> [Tareas escritas]:
**1)** Transcribe del texto sobre las guerras el pasaje que va de «Las guerras, una» a «para un siglo.».
**2)** Traduce al inglés esta oración del texto sobre las guerras: «La decisión fue dolorosa, demoler a cañonazos los edificios.»

> [Fragmento del documento]:
╭──
De las guerras tan humanas y tan inhumanas como son
Razones hay de ambos bandos, pero las razones se esfuman cuando estallan las bombas y mueren por miles las personas, sean civiles, sean militares
Viene a mi mente Georgui K. Shukov, mariscal soviético, considerado el jefe militar que ha mandado la mayor cantidad de tropas en la historia. Enfrascado en la toma de Berlín, le dolía que al verse obligado a pelear casa por casa, edificio por edificio, en el interior de las viviendas, un puñado de nazis fanáticos, muchas veces usando civiles como chantaje, resistían los asedios.
Lógica de estos enfrentamientos, el bando atacante, el sitiador, ha de exponer un número varias veces mayor de soldados para rendir a los pocos que están dentro. Generalmente son más altas las bajas entre los sitiadores, a la ofensiva, que entre los sitiados, escondidos defendiéndose desesperadamente.
La decisión fue dolorosa, demoler a cañonazos los edificios.
Shukov fue muy criticado ante la historia, lo mismo fueron y siguen siéndolo otros jefes militares, cito a MacArthur en Japón. Estadísticas bien consideradas indican que los muertos debido a los intensos bombardeos sobre Tokio y otras grandes urbes niponas, representaron muchas más víctimas civiles que las acaecidas en Hiroshima y Nagasaki.
El único consuelo posible de tales crueldades es que hoy Alemania y Japón son dos Estados democráticos, con pleno respeto a los derechos humanos, eliminadas todas las formas legales de discriminación, a la cabeza del mundo tanto por su economía como por índices de desarrollo humano (IDH) de Naciones Unidas.
Y por supuesto, su pueblo y sus líderes, curados de espanto, piensan en términos de progreso humano y social. La posibilidad de otro III Reich u otro Imperio del Sol Naciente quedaron en el pasado.
Las guerras, una vez desatadas, es imposible controlar los daños que en escalada han de producirse, sobre todo por el empecinamiento fanático de las partes involucradas. Tal es el caso de hoy en la pequeña pero densamente poblada Franja de Gaza, donde una banda terrorista, Hamás, decidió la locura de invadir al poderoso vecino con el cual la mayoría de la población de Gaza, los palestinos, sostienen un conflicto territorial, político y cultural que va para un siglo.
╰──
> [Material de origen]:
╭──
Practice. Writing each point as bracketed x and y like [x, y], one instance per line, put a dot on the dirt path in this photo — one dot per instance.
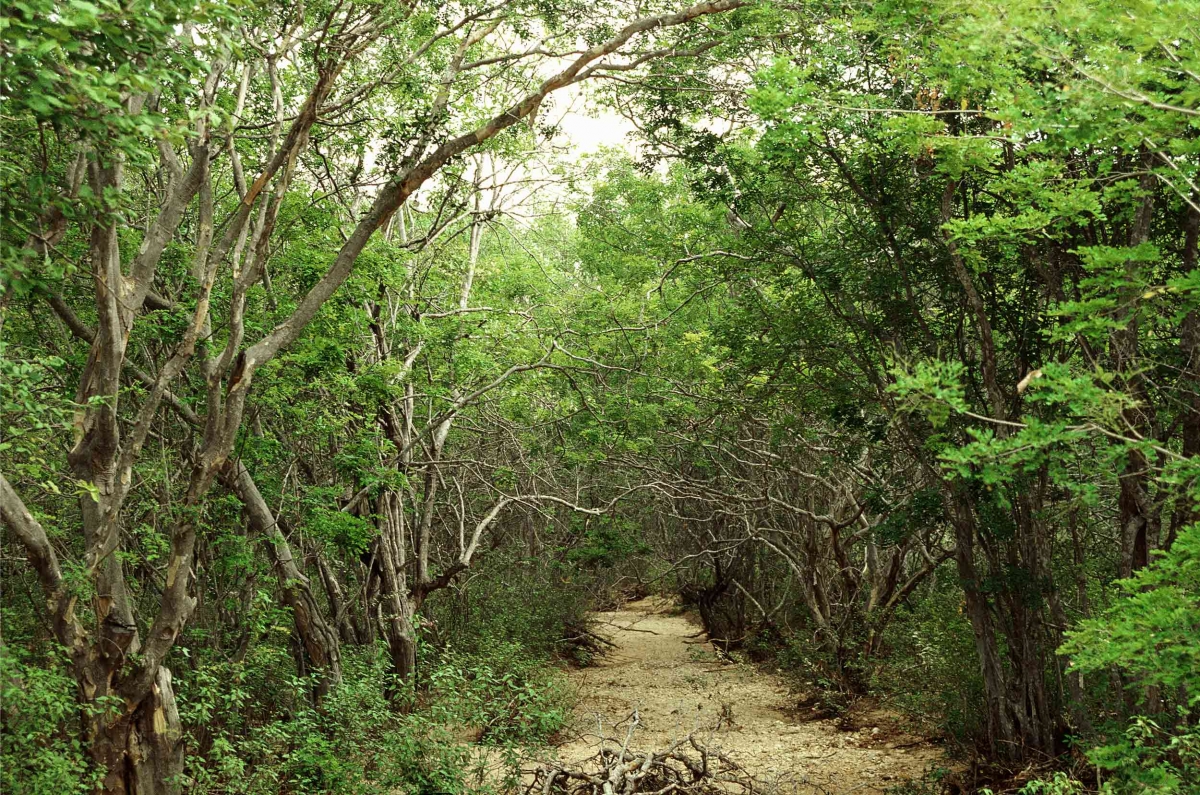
╰──
> [Soluciones]:
**1)**
Las guerras, una vez desatadas, es imposible controlar los daños que en escalada han de producirse, sobre todo por el empecinamiento fanático de las partes involucradas. Tal es el caso de hoy en la pequeña pero densamente poblada Franja de Gaza, donde una banda terrorista, Hamás, decidió la locura de invadir al poderoso vecino con el cual la mayoría de la población de Gaza, los palestinos, sostienen un conflicto territorial, político y cultural que va para un siglo.

**2)** The decision was painful: to demolish the buildings with cannon fire.